[Opening Data for review section]
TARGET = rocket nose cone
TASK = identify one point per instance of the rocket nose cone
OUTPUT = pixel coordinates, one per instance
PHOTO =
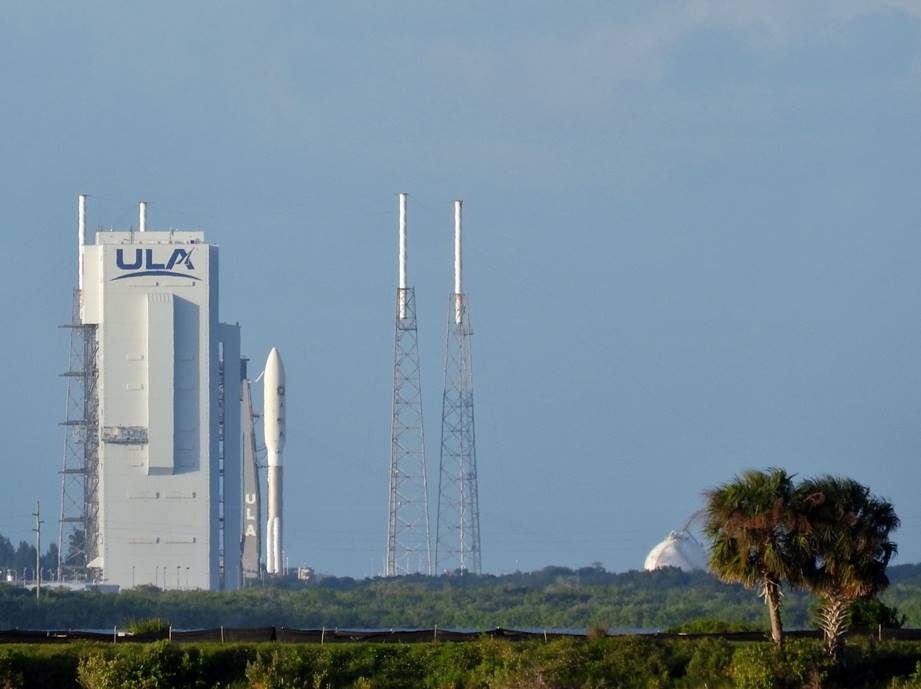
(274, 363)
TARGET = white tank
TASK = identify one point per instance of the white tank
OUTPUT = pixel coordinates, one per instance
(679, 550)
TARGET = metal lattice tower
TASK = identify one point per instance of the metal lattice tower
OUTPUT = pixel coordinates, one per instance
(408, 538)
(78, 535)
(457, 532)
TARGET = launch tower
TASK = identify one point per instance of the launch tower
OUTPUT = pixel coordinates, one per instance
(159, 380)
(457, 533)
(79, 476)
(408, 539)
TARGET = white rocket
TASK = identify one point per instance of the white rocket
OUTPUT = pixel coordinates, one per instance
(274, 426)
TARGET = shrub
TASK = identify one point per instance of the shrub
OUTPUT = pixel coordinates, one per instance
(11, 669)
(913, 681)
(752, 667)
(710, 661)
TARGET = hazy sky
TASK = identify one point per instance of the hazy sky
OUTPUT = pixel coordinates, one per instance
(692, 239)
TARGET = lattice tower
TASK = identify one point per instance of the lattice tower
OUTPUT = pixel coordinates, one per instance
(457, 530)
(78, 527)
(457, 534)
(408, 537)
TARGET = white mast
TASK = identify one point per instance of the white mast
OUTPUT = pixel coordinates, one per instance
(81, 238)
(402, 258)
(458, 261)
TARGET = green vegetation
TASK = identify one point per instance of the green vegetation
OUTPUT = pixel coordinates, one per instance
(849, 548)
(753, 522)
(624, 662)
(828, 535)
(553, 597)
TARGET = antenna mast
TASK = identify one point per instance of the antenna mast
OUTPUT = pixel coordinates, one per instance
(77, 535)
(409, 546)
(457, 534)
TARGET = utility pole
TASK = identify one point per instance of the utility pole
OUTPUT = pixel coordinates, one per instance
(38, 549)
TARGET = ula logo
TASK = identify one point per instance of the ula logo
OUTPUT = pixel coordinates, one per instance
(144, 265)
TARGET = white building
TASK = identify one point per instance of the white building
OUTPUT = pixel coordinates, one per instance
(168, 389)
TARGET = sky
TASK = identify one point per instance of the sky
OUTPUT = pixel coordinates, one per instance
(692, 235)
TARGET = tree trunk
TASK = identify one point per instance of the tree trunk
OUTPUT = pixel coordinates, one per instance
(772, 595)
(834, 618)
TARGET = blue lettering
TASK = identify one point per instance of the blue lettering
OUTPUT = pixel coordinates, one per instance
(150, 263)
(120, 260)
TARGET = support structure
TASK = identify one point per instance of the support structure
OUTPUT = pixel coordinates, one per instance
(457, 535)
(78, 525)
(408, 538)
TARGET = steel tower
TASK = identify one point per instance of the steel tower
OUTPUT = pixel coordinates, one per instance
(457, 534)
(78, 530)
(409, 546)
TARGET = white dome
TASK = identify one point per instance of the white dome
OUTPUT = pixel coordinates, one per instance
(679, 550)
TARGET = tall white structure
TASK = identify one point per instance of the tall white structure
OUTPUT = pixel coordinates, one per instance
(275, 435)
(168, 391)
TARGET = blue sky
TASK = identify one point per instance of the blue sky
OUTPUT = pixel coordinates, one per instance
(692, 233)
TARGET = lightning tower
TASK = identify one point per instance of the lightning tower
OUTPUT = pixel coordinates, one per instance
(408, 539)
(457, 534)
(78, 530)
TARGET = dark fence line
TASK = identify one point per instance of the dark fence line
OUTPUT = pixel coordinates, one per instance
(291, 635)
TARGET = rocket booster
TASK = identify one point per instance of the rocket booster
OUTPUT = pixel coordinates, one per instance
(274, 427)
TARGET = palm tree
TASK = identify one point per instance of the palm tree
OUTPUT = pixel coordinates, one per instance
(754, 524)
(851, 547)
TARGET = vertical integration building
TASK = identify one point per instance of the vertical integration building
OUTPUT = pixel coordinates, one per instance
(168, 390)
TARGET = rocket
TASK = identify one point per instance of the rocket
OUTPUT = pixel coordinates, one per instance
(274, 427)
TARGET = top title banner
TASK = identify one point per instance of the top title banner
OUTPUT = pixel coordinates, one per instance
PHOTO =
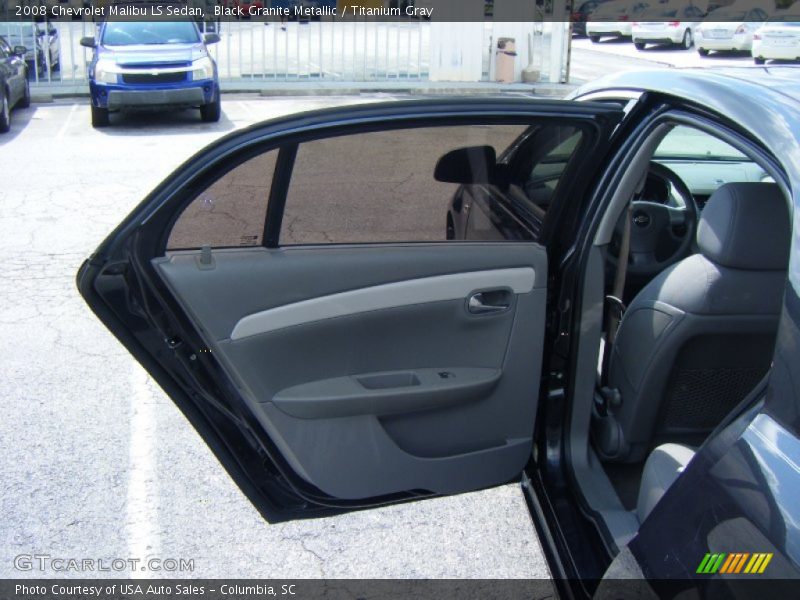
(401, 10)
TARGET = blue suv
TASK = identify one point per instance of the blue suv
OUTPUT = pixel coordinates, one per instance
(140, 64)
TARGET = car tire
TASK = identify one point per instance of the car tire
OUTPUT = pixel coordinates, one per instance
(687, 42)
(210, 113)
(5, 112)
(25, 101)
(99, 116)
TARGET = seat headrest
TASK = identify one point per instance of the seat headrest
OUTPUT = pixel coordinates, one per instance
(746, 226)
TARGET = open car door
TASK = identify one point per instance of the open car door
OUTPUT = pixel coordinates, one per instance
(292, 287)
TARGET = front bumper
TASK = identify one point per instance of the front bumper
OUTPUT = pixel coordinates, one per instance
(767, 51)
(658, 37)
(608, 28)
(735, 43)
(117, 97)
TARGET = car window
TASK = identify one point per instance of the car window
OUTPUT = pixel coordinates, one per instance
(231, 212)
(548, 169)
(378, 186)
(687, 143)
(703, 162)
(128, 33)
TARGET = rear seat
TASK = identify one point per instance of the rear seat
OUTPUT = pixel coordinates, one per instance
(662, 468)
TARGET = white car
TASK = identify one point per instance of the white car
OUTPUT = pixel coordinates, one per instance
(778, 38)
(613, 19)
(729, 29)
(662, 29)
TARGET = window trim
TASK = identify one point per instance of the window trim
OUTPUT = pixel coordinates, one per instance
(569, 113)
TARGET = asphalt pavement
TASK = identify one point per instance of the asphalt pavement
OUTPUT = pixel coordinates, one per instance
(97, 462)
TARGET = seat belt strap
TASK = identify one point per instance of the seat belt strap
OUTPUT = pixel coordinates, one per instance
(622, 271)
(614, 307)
[Closing Data for review section]
Assignment: Without any picture, return exactly the lines of the records above from the first through the line that contains "TASK = identify one point per instance of the white tank".

The completed task:
TARGET = rocket nose cone
TASK = identify one point per instance of the rocket nose cone
OUTPUT = pixel coordinates, one per instance
PHOTO =
(274, 363)
TARGET = white tank
TASK = identify one point per instance of the white tank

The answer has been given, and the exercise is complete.